■ PROMPT
Output the data below in full, character for character.
• • • • • • •
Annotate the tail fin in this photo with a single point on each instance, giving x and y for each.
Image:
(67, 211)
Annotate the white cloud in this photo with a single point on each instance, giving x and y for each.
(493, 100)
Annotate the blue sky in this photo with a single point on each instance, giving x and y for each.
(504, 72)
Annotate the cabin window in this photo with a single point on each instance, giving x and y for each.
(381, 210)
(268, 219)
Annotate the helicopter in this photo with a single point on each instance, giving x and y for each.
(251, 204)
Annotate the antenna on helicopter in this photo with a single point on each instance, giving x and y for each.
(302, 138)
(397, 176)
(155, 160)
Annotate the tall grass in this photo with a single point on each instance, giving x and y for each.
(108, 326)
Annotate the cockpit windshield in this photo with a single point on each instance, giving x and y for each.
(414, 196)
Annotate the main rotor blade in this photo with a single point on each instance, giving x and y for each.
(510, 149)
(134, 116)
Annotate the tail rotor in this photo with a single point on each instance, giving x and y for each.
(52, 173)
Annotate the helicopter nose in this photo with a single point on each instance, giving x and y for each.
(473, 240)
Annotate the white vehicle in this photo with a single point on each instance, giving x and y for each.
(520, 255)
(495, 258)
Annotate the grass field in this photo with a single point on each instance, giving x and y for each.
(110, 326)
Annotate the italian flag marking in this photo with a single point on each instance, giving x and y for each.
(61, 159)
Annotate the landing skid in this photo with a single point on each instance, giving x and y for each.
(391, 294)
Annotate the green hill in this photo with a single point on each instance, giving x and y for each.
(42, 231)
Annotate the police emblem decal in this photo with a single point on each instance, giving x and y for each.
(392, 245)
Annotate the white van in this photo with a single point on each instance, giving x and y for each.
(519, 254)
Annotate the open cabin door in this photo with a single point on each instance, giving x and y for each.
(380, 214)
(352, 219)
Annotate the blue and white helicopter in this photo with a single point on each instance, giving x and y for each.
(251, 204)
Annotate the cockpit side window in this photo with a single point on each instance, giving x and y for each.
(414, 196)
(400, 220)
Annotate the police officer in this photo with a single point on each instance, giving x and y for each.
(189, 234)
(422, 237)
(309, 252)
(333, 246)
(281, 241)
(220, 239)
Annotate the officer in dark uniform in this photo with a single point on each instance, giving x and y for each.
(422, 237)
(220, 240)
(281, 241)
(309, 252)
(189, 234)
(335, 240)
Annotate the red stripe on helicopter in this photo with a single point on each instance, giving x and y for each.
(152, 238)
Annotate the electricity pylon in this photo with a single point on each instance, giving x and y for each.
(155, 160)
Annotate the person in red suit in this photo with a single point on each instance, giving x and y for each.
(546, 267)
• • • • • • •
■ YOUR RESPONSE
Annotate the tail fin in this photo with a single point on each instance, giving x and y for each.
Image:
(67, 211)
Annotate the white cloud in this photo with a single point on each instance, giving x and y for each.
(493, 100)
Annotate the blue sky in this photo with a single point on each instance, giving x and y for each.
(504, 72)
Annotate the cabin window in this photo with a single point on each instance, giving x and y for each.
(381, 210)
(268, 219)
Annotate the helicopter in this photo with a single point on each instance, giving x and y for each.
(251, 204)
Annotate the antenna on helicopter in this photo with a single point on each instance, giving x and y for each.
(302, 138)
(397, 176)
(155, 160)
Annotate the tall grass in this photo with a single point on each instance, giving x and y for each.
(108, 326)
Annotate the cockpit windshield in this photo with a single point on each instance, giving x and y for each.
(414, 196)
Annotate the main rotor blade in this photo with a single point on each instance, giving x and y for each.
(510, 149)
(134, 116)
Annotate the tail rotor in this photo with a single point on each instance, giving x and y for each.
(52, 173)
Annotate the helicopter nose in this photo with a single point on each instance, giving x and y for each.
(473, 240)
Annotate the white vehicle in this photo with a single point on each instance, giving x and y for each.
(520, 255)
(495, 258)
Annotate the grass field in this photo with a single point on each instance, giving x and y for each.
(110, 326)
Annotate the italian flag marking in this photo with a single point on each instance, giving x and y for each.
(61, 159)
Annotate the landing skid in this photo with a single point on each instance, giving x and y for each.
(391, 294)
Annotate the green hill in this photo with a single point on each instance, giving x and y for each.
(42, 231)
Annotate the police emblem decal in this photo with a single point on each instance, giving x and y for each.
(392, 245)
Annotate the white van in this photo with a single point on each instance, giving x and y for each.
(519, 254)
Annotate the open cabin door in this photo with a single point on each instance, giving x and y for each.
(380, 214)
(352, 219)
Annotate the blue and white helicopter in this photo with a single point on each instance, giving x and y for each.
(251, 204)
Annotate the cockpit side window in this photo with a single point on each instance, giving x and y for each.
(414, 196)
(400, 220)
Annotate the police officer in this photo with a single point on each instance, giving x and y for each.
(189, 234)
(422, 237)
(309, 252)
(333, 246)
(281, 241)
(220, 239)
Annotate the officer in dark uniform in this photo with a single point on each instance, giving x and y for each.
(422, 237)
(220, 240)
(281, 241)
(309, 252)
(189, 234)
(335, 240)
Annotate the red stripe on helicopter in this photo with a single point on each instance, giving x and y for each.
(152, 238)
Annotate the electricity pylon in this photo with a single point on each instance, giving x and y for each.
(155, 160)
Annotate the person in red suit in this photo with a single point on each instance, giving x and y for each.
(546, 267)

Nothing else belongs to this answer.